> [WORK INSTRUCTIONS] All of the listing below must be repeated word for word. Pictures are the only thing to omit.

- - -

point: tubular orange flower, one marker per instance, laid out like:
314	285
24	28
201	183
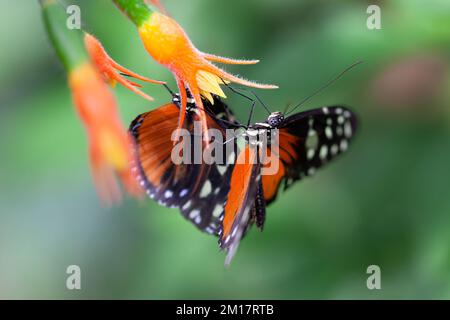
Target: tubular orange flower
108	67
109	143
169	45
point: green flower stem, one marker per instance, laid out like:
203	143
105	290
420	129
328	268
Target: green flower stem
136	10
68	43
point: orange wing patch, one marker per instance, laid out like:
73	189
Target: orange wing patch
154	144
240	182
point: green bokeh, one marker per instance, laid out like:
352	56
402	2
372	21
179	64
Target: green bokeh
386	202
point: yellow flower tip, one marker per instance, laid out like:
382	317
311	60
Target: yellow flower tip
110	69
168	44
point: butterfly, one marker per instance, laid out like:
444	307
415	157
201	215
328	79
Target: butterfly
305	142
198	190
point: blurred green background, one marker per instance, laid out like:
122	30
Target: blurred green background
386	202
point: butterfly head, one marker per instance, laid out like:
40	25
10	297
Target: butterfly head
275	119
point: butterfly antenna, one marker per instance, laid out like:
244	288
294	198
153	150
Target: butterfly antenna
261	102
168	89
329	83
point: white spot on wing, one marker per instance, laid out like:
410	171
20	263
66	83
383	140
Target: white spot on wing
168	194
206	189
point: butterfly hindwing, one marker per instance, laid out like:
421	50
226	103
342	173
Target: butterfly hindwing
307	141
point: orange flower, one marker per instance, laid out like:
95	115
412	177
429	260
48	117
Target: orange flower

- - -

> [ANSWER FOR THE TASK]
point: tubular orange flower, one marker per instance, laid out like:
314	285
24	28
201	183
Target: tubular orange flower
108	67
109	143
169	45
point: green flower stem, one marker per instance, laid out like:
203	143
105	290
420	129
328	268
Target: green flower stem
136	10
68	43
point: orange wing patch, one marker per instance, laid out like:
73	189
Target: orange wing patch
154	144
240	182
point: green bokeh, one marker per instance, laid out like:
352	56
402	2
372	21
179	64
Target: green bokeh
386	202
point: yellow flower tip, one marker per instance, laid out like:
382	317
311	60
Target: yellow flower tip
110	69
168	44
point: butterfly, one marker per instance, laid out like:
444	307
415	157
201	215
328	79
Target: butterfly
305	142
198	190
point: blurred green background, one marker per instance, laid out like:
122	30
Target: blurred green background
386	202
point: butterfly head, one marker per instance, laid out like:
40	25
10	297
Target: butterfly head
275	119
point: butterfly antenna, one marker per instance, laid out like:
244	288
294	198
153	150
Target: butterfly antenna
261	102
168	89
329	83
point: white spot on wing, one marker per instance, laid out like:
410	171
20	263
66	83
383	140
Target: white spot on wing
168	194
206	189
point: butterfly hindwing, one marker per instance, laid out like:
421	50
226	103
342	173
Target: butterfly hindwing
307	141
point: orange flower, one marker per instance, laid out like:
95	115
412	177
429	260
48	117
Target: orange flower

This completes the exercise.